▸ To be done:
**A)** Reproduce the stretch of the patent description from "an intake valve" through "direct injection engine.".
**B)** List every component of LPG direct injection engine 100 that the patent description identifies by a reference number, giving each with its number.

▸ Passage:
** START **
Additional advantages and features of the invention will become apparent from the detailed description that follows and will be particularly pointed out in the appended claims.

BRIEF DESCRIPTION OF THE DRAWINGS

To complete the description and in order to provide for a better understanding of the invention, a set of drawings is provided. Said drawings form an integral part of the description and illustrate an embodiment of the invention, which should not be interpreted as restricting the scope of the invention, but just as an example of how the invention can be carried out. The drawings comprise the following figures:

Figure 1 schematically shows a LPG direct injection engine according to a first preferred embodiment of the invention.

Figure 2 schematically shows a first preferred embodiment of a high pressure injection pump according to the invention. Figure 3 schematically shows a LPG direct injection engine according to a second preferred embodiment of the invention.

Figure 4 schematically shows a LPG direct injection engine according to a third preferred embodiment of the invention. Figure 5 schematically shows a second preferred embodiment of the high pressure injection pump according to the invention. Figure 6 schematically shows a third preferred embodiment of the high pressure injection pump.

Figure 7 schematically shows a LPG direct injection engine according to a fourth preferred embodiment of the invention. DESCRIPTION OF A PREFERRED EMBODIMENT

The following description is not to be taken in a limiting sense but is given solely for the purpose of describing the broad principles of the invention. Embodiments of the invention will be now described by way of example, with reference to the above-mentioned drawings showing elements and results according to the invention.

The invention proposes a direct injection engine in which engine malfunction is avoided by eliminating or preventing the formation of liquefied petroleum gas (LPG) bubbles in its the fuel supply system, when the direct injection engine is run on LPG. Figure 1 schematically shows an LPG direct injection engine 100 which comprises:

a combustion chamber 1 having a spark plug 2;

a piston 3;

an intake valve 4 or valves for letting air come inside the combustion chamber;

an exhaust valve 5 or valves for letting exhaust gases go out of the combustion chamber; - one or more injectors 6 for injecting fuel into the combustion chamber;

a high pressure pump 9 for feeding pressurized liquefied petroleum gas to the injectors; and

an electronic control unit 13, ECU, for controlling the operation of the direct injection engine.

During operation of the engine, the intake valve(s) 4 is opened and air is inducted inside the cylinder by means of the downward motion of the piston. During the intake and/or the compression stroke, LPG is injected directly inside the combustion chamber through the injector 6, mixing with the air present therein. Around top dead centre (TDC), the spark plug 2 releases a spark which ignites the mixture of air and LPG. The pressure increase caused by the combustion pushes the piston 3, which generates mechanical power. Finally, the exhaust valve(s) 5 is opened and the combustion gases are expelled to the exhaust system.
** END **
▸ Records:
** START **
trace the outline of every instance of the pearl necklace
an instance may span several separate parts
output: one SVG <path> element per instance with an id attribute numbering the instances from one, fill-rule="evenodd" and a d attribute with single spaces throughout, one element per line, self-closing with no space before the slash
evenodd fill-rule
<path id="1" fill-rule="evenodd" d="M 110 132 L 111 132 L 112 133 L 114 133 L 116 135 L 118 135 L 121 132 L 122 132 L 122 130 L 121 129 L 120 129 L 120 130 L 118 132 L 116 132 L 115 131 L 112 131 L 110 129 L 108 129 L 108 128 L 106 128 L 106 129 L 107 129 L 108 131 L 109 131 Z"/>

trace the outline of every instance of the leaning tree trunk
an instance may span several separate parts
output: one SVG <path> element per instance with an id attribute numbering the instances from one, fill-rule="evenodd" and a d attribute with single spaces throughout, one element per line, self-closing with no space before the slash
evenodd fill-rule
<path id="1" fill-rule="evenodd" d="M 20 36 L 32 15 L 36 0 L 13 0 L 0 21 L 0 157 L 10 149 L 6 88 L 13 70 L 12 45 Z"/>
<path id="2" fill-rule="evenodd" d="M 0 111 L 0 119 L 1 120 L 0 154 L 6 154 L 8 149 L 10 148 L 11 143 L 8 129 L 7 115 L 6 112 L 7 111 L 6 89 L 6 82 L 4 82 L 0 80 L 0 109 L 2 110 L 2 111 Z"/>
** END **
▸ Full answers:
**A)**
an intake valve 4 or valves for letting air come inside the combustion chamber;

an exhaust valve 5 or valves for letting exhaust gases go out of the combustion chamber; - one or more injectors 6 for injecting fuel into the combustion chamber;

a high pressure pump 9 for feeding pressurized liquefied petroleum gas to the injectors; and

an electronic control unit 13, ECU, for controlling the operation of the direct injection engine.

**B)**
- Combustion chamber 1
- Spark plug 2
- Piston 3
- Intake valve 4
- Exhaust valve 5
- Injectors 6
- High pressure pump 9
- Electronic control unit (ECU) 13